◆ **Documentfragment**:
┏━━

De zaak werd behandeld op 15 november 2019. Tijdens de zitting trokken appellanten hun beroepsgrond over verkeershinder in, maar stelden dat de plaatsing van de orac zou leiden tot stankhinder en zwerfvuil. Het dagelijks bestuur verdedigde de keuze voor de locatie G213R door te verwijzen naar de richtlijnen voor het plaatsen van inzamelvoorzieningen en stelde dat de orac zodanig is geconstrueerd dat stankhinder zoveel mogelijk wordt beperkt. De Afdeling oordeelde dat het dagelijks bestuur in redelijkheid de locatie G213R had kunnen aanwijzen, ondanks de voorgestelde alternatieve locaties door appellanten.

De Afdeling concludeerde dat de alternatieve locaties niet of minder geschikt waren en dat de aanwijzing van de locatie G213R niet in strijd was met de richtlijnen van Avri. Het beroep van appellanten werd ongegrond verklaard, en er werd geen proceskostenveroordeling opgelegd. De uitspraak bevestigt de beleidsruimte van het dagelijks bestuur bij het aanwijzen van locaties voor inzamelvoorzieningen.

Uitspraak

201902191/1/A1.

┗━━

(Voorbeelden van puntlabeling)

┏━━

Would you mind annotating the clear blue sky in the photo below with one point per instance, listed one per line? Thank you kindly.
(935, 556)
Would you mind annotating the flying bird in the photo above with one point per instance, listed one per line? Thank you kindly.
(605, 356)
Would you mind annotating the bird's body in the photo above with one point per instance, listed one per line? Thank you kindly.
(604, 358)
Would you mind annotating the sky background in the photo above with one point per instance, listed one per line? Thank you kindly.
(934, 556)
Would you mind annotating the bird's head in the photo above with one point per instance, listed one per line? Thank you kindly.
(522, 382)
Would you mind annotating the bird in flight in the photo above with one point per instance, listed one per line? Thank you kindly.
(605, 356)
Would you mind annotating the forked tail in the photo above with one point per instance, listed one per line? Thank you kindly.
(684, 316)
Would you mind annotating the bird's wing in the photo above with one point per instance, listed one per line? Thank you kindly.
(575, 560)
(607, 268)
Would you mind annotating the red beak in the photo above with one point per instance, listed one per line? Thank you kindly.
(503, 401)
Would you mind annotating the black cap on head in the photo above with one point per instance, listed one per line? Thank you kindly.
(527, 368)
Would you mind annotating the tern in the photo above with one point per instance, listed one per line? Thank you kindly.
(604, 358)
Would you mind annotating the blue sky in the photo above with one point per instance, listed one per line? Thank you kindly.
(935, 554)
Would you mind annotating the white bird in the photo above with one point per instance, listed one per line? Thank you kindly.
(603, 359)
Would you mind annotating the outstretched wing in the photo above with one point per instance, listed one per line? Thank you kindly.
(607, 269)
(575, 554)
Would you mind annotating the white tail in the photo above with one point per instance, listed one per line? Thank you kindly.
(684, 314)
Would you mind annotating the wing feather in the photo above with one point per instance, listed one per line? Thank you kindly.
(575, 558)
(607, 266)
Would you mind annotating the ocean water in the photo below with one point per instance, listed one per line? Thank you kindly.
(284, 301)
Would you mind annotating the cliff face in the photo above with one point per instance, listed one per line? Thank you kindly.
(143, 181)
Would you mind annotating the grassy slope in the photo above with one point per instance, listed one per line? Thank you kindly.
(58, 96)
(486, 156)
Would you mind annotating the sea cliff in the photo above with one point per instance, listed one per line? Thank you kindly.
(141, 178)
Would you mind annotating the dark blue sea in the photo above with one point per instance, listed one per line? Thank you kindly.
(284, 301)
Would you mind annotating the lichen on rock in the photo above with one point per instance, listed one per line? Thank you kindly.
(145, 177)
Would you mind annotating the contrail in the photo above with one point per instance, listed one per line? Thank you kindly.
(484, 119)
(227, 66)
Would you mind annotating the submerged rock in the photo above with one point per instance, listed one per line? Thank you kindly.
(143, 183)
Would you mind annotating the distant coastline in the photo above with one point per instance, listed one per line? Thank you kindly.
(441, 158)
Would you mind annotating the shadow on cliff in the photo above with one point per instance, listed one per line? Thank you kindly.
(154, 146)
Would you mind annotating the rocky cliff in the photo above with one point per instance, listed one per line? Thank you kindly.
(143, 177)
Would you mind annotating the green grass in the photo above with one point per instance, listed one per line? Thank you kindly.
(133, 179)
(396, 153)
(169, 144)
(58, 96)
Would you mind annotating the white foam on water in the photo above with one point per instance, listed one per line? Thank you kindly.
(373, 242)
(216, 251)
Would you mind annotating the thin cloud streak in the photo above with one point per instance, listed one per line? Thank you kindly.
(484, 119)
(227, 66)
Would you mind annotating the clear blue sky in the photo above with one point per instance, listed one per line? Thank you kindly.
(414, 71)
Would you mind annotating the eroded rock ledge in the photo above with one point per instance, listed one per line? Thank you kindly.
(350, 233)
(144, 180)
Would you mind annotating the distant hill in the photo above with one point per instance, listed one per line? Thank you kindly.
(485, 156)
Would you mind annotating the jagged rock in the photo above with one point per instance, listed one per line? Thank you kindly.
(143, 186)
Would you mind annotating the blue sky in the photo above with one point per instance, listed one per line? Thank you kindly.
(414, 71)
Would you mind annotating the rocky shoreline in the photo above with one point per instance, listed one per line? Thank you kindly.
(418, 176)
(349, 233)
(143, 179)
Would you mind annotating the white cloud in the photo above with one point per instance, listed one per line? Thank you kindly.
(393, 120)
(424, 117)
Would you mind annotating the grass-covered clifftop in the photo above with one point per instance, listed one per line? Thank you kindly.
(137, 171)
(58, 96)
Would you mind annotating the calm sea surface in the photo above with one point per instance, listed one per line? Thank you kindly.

┗━━

◆ **Opdrachtomschrijving**: Geef uit het fragment over de orac-uitspraak de passage van "De Afdeling concludeerde" tot en met "201902191/1/A1." letterlijk weer.

◆ **Antwoord hieronder**:
De Afdeling concludeerde dat de alternatieve locaties niet of minder geschikt waren en dat de aanwijzing van de locatie G213R niet in strijd was met de richtlijnen van Avri. Het beroep van appellanten werd ongegrond verklaard, en er werd geen proceskostenveroordeling opgelegd. De uitspraak bevestigt de beleidsruimte van het dagelijks bestuur bij het aanwijzen van locaties voor inzamelvoorzieningen.

Uitspraak

201902191/1/A1.